** REQUEST **
Reproduce each of the following lines verbatim, in the same order.

*****

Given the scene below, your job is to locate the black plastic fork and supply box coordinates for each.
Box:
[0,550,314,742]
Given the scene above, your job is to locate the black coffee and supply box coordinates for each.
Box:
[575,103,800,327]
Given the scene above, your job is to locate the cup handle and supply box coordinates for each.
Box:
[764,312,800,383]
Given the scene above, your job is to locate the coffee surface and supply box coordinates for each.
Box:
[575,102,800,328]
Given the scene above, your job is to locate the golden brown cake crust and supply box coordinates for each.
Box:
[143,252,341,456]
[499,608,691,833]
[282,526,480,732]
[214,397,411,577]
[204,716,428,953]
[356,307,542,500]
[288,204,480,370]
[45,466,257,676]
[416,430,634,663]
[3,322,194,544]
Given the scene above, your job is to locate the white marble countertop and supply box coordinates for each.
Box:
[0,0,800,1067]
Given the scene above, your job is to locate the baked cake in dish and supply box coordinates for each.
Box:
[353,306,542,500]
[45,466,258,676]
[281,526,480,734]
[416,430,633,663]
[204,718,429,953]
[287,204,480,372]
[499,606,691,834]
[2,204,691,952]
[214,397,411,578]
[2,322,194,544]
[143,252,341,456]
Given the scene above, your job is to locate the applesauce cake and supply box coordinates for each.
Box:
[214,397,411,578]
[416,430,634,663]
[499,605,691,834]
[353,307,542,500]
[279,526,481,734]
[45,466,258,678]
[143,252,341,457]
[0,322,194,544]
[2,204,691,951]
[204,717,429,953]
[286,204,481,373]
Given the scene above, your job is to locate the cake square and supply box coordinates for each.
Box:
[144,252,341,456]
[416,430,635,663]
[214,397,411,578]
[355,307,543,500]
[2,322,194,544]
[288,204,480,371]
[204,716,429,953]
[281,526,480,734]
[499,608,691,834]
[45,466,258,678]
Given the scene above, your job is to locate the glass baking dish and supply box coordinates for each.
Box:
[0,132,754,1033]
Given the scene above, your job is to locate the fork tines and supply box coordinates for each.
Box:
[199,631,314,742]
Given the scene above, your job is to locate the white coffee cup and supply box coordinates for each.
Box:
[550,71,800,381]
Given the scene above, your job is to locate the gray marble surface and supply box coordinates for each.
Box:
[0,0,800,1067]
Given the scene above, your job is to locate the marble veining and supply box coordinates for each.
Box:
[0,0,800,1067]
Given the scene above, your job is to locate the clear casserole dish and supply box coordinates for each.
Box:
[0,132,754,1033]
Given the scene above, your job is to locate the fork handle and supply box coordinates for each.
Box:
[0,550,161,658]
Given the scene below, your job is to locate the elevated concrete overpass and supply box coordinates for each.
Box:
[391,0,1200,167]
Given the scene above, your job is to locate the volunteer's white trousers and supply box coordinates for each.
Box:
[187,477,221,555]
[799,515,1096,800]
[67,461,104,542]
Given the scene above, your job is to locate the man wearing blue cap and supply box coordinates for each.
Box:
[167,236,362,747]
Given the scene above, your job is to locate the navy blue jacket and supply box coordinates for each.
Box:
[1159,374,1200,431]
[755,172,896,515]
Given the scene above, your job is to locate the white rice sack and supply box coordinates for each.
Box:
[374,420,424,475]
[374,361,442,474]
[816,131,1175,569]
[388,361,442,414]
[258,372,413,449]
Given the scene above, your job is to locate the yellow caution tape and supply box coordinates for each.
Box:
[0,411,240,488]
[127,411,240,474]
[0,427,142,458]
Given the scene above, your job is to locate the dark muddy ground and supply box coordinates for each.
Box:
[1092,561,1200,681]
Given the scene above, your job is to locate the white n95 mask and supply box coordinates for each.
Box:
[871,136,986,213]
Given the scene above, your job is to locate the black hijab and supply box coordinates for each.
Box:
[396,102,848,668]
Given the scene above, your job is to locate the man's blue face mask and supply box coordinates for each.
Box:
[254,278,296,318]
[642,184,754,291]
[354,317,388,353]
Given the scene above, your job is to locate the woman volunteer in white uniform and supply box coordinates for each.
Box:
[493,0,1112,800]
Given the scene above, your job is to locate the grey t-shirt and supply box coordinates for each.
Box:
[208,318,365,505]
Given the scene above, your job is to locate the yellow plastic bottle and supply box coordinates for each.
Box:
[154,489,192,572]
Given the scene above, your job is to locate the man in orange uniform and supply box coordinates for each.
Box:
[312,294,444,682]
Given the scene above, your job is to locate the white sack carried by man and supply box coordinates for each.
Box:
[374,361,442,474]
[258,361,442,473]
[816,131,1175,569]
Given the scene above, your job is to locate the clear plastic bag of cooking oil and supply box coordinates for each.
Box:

*****

** TASK ANSWER **
Given the scene below, your job is to locate the black plastic fork and supply box coordinates for each.
Box:
[0,550,314,742]
Given the scene above, your job is to locate the black coffee and supply box coordinates for each.
Box:
[575,103,800,327]
Given the scene above, your job is to locate the cup handle and supply box coordinates for each.
Box:
[764,312,800,383]
Given the scene above, your job is to locate the coffee surface and supply box coordinates for each.
Box:
[575,102,800,328]
Given the scene above, your job is to locate the golden brown cake crust and supply box coordinates for each.
Box:
[143,252,341,456]
[499,608,691,833]
[282,526,480,732]
[214,397,411,577]
[204,716,428,953]
[356,307,542,500]
[288,204,480,370]
[45,466,257,676]
[416,430,634,663]
[3,322,194,544]
Given the scene above, your job is to locate the white marble countertop and supply box coordinates for each.
Box:
[0,0,800,1067]
Given the scene above, your job is to locate the baked cake in dish and supply box coordinates for each.
Box:
[353,306,542,500]
[45,466,258,676]
[281,526,480,734]
[416,430,633,663]
[204,718,429,953]
[287,204,480,372]
[499,606,691,834]
[2,204,691,952]
[214,397,411,578]
[2,322,194,544]
[143,252,341,456]
Given the scene above, your job is to locate the applesauce cake and supply box coordinates for each.
Box:
[214,397,411,578]
[416,430,634,663]
[499,605,691,834]
[353,307,542,500]
[279,526,481,734]
[45,466,258,678]
[143,252,341,457]
[0,322,194,544]
[2,204,691,951]
[204,717,429,953]
[286,204,481,373]
Given the scene above, your job is to locate the cake square and supply box coordinates for each.
Box:
[144,252,341,456]
[416,430,635,663]
[214,397,411,578]
[355,307,543,500]
[2,322,194,544]
[288,204,480,371]
[204,716,429,953]
[281,526,480,734]
[499,608,691,834]
[45,466,258,678]
Given the scene above, your job is to locate the glass baking dish and supply box coordinates for each.
Box:
[0,132,754,1033]
Given the scene above, your job is to locate the fork tines and supply box coordinates for each.
Box:
[199,631,314,742]
Given the scene above, your job is to locate the white coffee cup and supply box coordinates for each.
Box:
[550,71,800,381]
Given the scene above, your job is to locate the gray marble surface and supply box coordinates for each.
Box:
[0,0,800,1067]
Given the scene above, your job is to locate the marble veining and supply box coordinates for each.
Box:
[0,0,800,1067]
Given the scene above, your job is to locate the clear casserole dish and supply box coordinates for each.
Box:
[0,132,754,1033]
Given the scene above, your job is to locate the fork handle and supply box coordinates for each.
Box:
[0,550,161,658]
Given the scene below, your job is to locate the elevated concrete overpass and supply box coordinates for each.
Box:
[391,0,1200,167]
Given the scene above, your job is to locate the volunteer's white trousers and supply box coordinates for each.
Box:
[187,477,221,555]
[799,515,1096,800]
[67,461,104,542]
Given the scene above, your job is to locate the man wearing blue cap and supply box coordinates for each.
Box:
[167,236,362,747]
Given the scene above, your job is to locate the navy blue jacket and supply box coordinates for each.
Box:
[1159,374,1200,431]
[755,172,896,515]
Given the scene above, your job is to locate the white rice sack and supply box coordinates for each.
Box:
[374,420,424,475]
[374,361,442,474]
[816,131,1175,569]
[388,361,442,414]
[258,372,413,449]
Given the scene above, your job is to locate the yellow caution tape and supply box coordinates for each.
Box:
[0,411,240,488]
[127,411,240,474]
[0,427,142,458]
Given the scene above, your job is to locate the dark muddy ground and supply box coordinates for each.
Box:
[1092,561,1200,681]
Given the scene above, your job is to locate the white n95 mask and supply box coordinates for each.
Box:
[871,136,986,213]
Given the scene above, your job is to locate the black hijab and supply box coordinates for each.
Box:
[396,102,848,668]
Given the scene above, your job is to locate the man's blue face mask and supply box coordinates for each.
Box:
[254,278,296,318]
[642,184,754,291]
[354,317,388,353]
Given the scene above, your job is to locate the woman volunteer in white uniform and supply box coordinates for each.
Box:
[493,0,1112,800]
Given the scene above, your job is to locate the grey t-shirt and supply box coordinates for each.
Box:
[208,318,365,505]
Given the scene above, your job is to locate the yellow plastic bottle and supply box coordinates for each.
Box:
[154,489,192,572]
Given the scene above, your job is to locate the man in orange uniform and supply box coordinates for each.
Box:
[312,294,444,682]
Given the scene above, your job is to locate the white sack carried by man and supply box coordinates for each.
Box:
[374,361,442,474]
[258,361,442,473]
[816,131,1175,569]
Given the scene above, your job is to locate the clear plastic bag of cooking oil and supply box coordinates for each.
Box:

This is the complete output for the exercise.